■ RECORDS FOR THE EXERCISE:
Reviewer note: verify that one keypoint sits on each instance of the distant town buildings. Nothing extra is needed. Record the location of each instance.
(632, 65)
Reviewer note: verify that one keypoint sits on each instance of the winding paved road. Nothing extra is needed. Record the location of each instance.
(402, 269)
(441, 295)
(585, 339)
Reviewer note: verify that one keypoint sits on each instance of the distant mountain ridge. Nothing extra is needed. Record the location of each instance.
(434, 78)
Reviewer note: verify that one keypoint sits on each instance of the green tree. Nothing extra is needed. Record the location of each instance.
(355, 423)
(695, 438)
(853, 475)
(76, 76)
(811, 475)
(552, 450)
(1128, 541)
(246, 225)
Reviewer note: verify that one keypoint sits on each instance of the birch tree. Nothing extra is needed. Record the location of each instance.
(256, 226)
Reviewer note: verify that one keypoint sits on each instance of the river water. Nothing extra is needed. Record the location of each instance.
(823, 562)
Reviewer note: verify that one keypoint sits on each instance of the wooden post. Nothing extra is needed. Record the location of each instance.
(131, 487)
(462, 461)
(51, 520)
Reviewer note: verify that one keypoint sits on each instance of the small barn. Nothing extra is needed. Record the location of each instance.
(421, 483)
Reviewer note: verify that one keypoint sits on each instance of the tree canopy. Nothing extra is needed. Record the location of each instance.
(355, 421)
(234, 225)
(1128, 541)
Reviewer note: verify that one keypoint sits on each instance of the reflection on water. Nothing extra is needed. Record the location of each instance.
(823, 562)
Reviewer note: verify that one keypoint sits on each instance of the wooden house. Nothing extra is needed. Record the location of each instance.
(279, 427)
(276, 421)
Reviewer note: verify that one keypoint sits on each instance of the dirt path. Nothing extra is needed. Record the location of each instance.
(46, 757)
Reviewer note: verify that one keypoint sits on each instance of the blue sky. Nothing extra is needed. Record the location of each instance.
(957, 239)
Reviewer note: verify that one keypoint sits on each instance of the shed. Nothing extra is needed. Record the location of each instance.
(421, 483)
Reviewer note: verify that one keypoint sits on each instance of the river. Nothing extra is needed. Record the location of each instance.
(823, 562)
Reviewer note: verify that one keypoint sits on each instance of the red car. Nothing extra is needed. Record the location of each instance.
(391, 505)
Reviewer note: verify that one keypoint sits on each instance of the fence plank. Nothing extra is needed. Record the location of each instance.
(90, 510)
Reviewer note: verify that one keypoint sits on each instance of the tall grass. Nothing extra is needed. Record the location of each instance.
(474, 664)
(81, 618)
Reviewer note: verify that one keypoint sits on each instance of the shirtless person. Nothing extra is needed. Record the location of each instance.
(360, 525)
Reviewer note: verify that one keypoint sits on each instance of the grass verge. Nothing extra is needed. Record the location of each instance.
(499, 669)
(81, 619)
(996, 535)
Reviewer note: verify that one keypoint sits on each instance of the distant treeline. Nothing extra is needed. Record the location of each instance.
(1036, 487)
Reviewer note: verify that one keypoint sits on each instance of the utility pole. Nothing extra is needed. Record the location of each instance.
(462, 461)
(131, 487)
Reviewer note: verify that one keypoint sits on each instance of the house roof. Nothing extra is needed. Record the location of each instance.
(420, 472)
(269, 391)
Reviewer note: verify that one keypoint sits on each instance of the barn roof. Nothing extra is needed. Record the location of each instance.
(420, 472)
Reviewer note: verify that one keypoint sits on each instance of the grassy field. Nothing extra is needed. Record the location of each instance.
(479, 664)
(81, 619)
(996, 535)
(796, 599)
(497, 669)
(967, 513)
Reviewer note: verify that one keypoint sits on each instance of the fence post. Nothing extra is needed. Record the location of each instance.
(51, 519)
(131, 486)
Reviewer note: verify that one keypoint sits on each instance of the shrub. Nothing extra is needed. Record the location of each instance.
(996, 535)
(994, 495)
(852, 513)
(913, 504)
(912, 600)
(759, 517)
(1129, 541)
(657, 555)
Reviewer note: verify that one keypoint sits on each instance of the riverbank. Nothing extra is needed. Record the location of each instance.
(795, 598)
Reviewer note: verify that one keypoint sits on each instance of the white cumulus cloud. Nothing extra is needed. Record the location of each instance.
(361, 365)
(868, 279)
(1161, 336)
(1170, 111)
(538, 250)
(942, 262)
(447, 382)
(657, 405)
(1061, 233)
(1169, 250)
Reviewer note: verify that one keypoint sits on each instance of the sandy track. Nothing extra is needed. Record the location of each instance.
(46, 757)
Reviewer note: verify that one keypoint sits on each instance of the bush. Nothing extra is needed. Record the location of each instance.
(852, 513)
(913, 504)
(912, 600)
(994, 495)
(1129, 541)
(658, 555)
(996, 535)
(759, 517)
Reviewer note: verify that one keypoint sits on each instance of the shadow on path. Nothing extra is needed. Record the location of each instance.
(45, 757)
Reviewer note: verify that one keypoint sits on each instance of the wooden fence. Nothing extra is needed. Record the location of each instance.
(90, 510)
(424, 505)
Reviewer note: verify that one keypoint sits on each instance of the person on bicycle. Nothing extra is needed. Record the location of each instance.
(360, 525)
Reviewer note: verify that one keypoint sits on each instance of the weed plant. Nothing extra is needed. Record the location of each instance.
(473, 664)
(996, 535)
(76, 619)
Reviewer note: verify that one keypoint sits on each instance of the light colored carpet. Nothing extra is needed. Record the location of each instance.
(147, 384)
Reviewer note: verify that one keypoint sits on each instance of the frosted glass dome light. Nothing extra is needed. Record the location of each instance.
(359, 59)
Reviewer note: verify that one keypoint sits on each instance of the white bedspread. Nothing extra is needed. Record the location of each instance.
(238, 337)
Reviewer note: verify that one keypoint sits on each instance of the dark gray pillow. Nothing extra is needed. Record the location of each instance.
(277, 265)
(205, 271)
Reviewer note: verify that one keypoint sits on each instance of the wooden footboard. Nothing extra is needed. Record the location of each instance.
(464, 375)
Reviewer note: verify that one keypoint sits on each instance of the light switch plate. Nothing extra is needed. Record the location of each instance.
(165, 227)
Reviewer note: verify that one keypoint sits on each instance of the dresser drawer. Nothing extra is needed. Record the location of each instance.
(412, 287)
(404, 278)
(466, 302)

■ WORK INSTRUCTIONS: Write out, word for word, every line from the one containing "of the dark" through the last line of the records above.

■ RESULT OF THE TASK:
Reviewer note: verify that one keypoint sits on each instance of the dark gray pillow. Nothing extra is needed. Record the location of each instance.
(277, 265)
(205, 271)
Reviewer note: verify that one keypoint sits on each instance of the wooden footboard. Nothing extra is needed. Record the location of each instance.
(464, 375)
Reviewer note: verify that one keypoint sits on each instance of the light switch plate. Nothing extra is needed. Record the location of each instance.
(165, 227)
Reviewer note: verify that one keypoint sits on each instance of the dresser drawer. Nothing extra is needed. Record the location of each instance.
(412, 287)
(404, 278)
(466, 302)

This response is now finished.